* start *
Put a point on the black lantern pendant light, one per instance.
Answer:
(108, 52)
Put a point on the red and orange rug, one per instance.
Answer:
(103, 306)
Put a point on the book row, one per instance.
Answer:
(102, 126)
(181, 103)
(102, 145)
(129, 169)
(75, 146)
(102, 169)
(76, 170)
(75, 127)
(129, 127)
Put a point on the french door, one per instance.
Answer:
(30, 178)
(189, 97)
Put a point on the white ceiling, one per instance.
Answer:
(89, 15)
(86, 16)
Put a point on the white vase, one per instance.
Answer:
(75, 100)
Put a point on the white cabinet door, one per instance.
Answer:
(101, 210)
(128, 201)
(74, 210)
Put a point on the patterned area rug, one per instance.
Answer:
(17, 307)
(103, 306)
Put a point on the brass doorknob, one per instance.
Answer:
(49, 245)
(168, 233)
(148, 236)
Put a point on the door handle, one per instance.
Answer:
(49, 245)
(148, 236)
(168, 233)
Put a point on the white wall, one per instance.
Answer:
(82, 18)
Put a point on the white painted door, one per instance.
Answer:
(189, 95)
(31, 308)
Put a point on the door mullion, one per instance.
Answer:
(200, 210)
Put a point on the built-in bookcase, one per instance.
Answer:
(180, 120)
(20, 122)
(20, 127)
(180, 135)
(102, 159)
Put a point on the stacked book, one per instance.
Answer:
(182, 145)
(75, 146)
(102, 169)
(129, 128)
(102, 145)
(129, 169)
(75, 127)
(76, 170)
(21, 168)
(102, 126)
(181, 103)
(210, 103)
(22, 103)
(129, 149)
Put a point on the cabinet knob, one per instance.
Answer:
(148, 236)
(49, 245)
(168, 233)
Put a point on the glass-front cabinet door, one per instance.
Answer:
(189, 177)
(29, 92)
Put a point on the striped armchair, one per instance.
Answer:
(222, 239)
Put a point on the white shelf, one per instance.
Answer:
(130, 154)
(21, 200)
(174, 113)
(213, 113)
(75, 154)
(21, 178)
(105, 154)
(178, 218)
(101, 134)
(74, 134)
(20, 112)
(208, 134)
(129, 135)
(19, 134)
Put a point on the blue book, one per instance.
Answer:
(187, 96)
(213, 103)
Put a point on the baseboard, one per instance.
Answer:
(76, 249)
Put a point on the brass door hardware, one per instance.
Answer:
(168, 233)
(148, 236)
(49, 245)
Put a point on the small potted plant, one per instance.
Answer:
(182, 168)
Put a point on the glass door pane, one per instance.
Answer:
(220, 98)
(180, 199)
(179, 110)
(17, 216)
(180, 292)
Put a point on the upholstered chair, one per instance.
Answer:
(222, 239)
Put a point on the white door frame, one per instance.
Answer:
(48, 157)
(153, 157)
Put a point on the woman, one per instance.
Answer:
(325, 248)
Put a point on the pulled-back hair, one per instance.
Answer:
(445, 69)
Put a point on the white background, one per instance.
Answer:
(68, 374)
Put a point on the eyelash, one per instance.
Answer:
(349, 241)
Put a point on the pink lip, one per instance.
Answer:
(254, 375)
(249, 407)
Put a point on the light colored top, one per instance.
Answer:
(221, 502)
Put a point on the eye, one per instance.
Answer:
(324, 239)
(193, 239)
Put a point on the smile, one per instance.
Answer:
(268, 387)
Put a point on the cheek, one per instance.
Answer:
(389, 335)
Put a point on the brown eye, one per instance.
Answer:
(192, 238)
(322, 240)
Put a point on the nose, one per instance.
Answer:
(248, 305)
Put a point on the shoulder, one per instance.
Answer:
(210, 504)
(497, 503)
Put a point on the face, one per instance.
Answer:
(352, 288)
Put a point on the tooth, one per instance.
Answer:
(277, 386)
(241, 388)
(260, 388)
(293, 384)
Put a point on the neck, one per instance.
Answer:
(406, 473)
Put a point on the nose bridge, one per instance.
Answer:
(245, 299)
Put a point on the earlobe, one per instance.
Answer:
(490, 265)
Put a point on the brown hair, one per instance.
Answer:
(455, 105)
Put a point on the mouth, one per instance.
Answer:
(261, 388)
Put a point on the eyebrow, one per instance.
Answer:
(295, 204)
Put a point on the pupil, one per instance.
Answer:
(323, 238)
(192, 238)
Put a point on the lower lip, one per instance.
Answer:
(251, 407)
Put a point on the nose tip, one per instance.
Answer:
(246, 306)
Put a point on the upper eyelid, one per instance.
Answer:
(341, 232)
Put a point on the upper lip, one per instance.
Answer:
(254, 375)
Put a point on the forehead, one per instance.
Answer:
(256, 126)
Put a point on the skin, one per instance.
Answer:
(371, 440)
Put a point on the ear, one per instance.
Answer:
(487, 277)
* end *
• **Exercise goal**:
Convert every line of the items above into a JSON array of strings, one string per line, and omit any blank lines.

• **The output**:
[
  "Put a point on the black lantern pendant light, one per instance.",
  "Answer:",
  "(108, 52)",
  "Put a point on the red and orange rug, one per instance.",
  "Answer:",
  "(103, 306)",
  "Put a point on the book row, one per instance.",
  "Answer:",
  "(102, 126)",
  "(181, 103)",
  "(102, 145)",
  "(129, 169)",
  "(75, 146)",
  "(102, 169)",
  "(76, 170)",
  "(75, 127)",
  "(129, 127)",
  "Put a point on the french door, one per instance.",
  "Answer:",
  "(30, 178)",
  "(189, 97)",
  "Put a point on the white ceiling, one per instance.",
  "Answer:",
  "(89, 15)",
  "(86, 16)",
  "Put a point on the white vase, one per instance.",
  "Answer:",
  "(75, 100)",
  "Put a point on the white cabinet door, one per instance.",
  "Answer:",
  "(101, 210)",
  "(128, 201)",
  "(74, 210)",
  "Put a point on the patterned area rug, one per instance.",
  "Answer:",
  "(17, 307)",
  "(103, 306)",
  "Put a point on the brass doorknob, one per instance.",
  "Answer:",
  "(49, 245)",
  "(168, 233)",
  "(148, 236)",
  "Put a point on the door handle, one per instance.",
  "Answer:",
  "(49, 245)",
  "(148, 236)",
  "(168, 233)",
  "Put a point on the white wall, one per instance.",
  "Answer:",
  "(82, 18)",
  "Put a point on the white painted door, one per instance.",
  "Answer:",
  "(189, 95)",
  "(31, 308)",
  "Put a point on the door mullion, one per instance.",
  "Answer:",
  "(200, 210)",
  "Put a point on the built-in bookcase, one per instance.",
  "Answer:",
  "(180, 120)",
  "(20, 122)",
  "(20, 127)",
  "(180, 135)",
  "(102, 159)",
  "Put a point on the stacked book, one per instance.",
  "Answer:",
  "(182, 145)",
  "(75, 146)",
  "(102, 169)",
  "(129, 128)",
  "(102, 145)",
  "(129, 169)",
  "(75, 127)",
  "(76, 170)",
  "(21, 168)",
  "(102, 126)",
  "(181, 103)",
  "(210, 103)",
  "(22, 103)",
  "(129, 149)",
  "Put a point on the cabinet knob, one per instance.",
  "Answer:",
  "(148, 236)",
  "(49, 245)",
  "(168, 233)",
  "Put a point on the glass-front cabinet door, one per instance.",
  "Answer:",
  "(189, 177)",
  "(29, 92)",
  "Put a point on the striped armchair, one per instance.",
  "Answer:",
  "(222, 239)",
  "Put a point on the white shelf, one per instance.",
  "Answer:",
  "(130, 154)",
  "(21, 200)",
  "(174, 113)",
  "(213, 113)",
  "(75, 154)",
  "(21, 178)",
  "(105, 154)",
  "(178, 218)",
  "(101, 134)",
  "(74, 134)",
  "(20, 112)",
  "(208, 134)",
  "(129, 135)",
  "(19, 134)",
  "Put a point on the blue book, one per instance.",
  "Answer:",
  "(187, 96)",
  "(213, 103)",
  "Put a point on the baseboard, one per instance.",
  "Answer:",
  "(76, 249)",
  "Put a point on the brass door hardware, one per instance.",
  "Answer:",
  "(168, 233)",
  "(148, 236)",
  "(49, 245)",
  "Put a point on the small potted plant, one per instance.",
  "Answer:",
  "(182, 168)",
  "Put a point on the glass door pane, one per instance.",
  "Answer:",
  "(220, 98)",
  "(180, 199)",
  "(179, 110)",
  "(17, 216)",
  "(180, 292)",
  "Put a point on the upholstered chair, one per instance.",
  "Answer:",
  "(222, 239)",
  "Put a point on the white door frame, one per instance.",
  "Answer:",
  "(48, 157)",
  "(153, 157)",
  "Put a point on the woman, one per instance.",
  "Answer:",
  "(325, 248)",
  "Put a point on the pulled-back hair, one per instance.",
  "Answer:",
  "(445, 69)",
  "Put a point on the white background, one per instance.",
  "Answer:",
  "(68, 374)",
  "Put a point on the eyelash, one per instance.",
  "Answer:",
  "(349, 241)",
  "Put a point on the pink lip, one per instance.",
  "Answer:",
  "(254, 375)",
  "(249, 407)",
  "Put a point on the light colored top, one per instance.",
  "Answer:",
  "(221, 502)",
  "Put a point on the eye, one per instance.",
  "Answer:",
  "(324, 239)",
  "(193, 239)",
  "Put a point on the smile, one per instance.",
  "Answer:",
  "(268, 387)",
  "Put a point on the cheek, one per instance.",
  "Answer:",
  "(389, 335)",
  "Put a point on the brown eye, one per instance.",
  "Answer:",
  "(192, 238)",
  "(322, 240)",
  "Put a point on the nose, one per instance.",
  "Answer:",
  "(248, 305)",
  "Put a point on the shoulder, one per instance.",
  "Answer:",
  "(210, 504)",
  "(497, 503)",
  "Put a point on the face, one per instance.",
  "Answer:",
  "(352, 288)",
  "Put a point on the tooth, one per instance.",
  "Answer:",
  "(277, 386)",
  "(241, 388)",
  "(260, 388)",
  "(293, 384)",
  "Put a point on the neck, one per instance.",
  "Answer:",
  "(406, 473)",
  "Put a point on the nose bridge, one per instance.",
  "Answer:",
  "(245, 299)",
  "Put a point on the earlobe, one per instance.",
  "Answer:",
  "(490, 265)",
  "Put a point on the brown hair, one per instance.",
  "Answer:",
  "(455, 105)",
  "Put a point on the mouth, one per instance.",
  "Answer:",
  "(261, 388)",
  "Put a point on the eyebrow, one per instance.",
  "Answer:",
  "(295, 204)",
  "Put a point on the pupil, one per instance.",
  "Answer:",
  "(323, 238)",
  "(192, 238)",
  "Put a point on the lower lip, one per instance.",
  "Answer:",
  "(251, 407)",
  "Put a point on the nose tip, one per instance.",
  "Answer:",
  "(246, 306)",
  "Put a point on the upper eyelid, one per instance.",
  "Answer:",
  "(341, 232)",
  "Put a point on the upper lip, one per instance.",
  "Answer:",
  "(254, 375)",
  "Put a point on the forehead, one per instance.",
  "Answer:",
  "(256, 126)",
  "Put a point on the skin, one per instance.",
  "Answer:",
  "(371, 440)",
  "Put a point on the ear, one per instance.",
  "Answer:",
  "(487, 277)"
]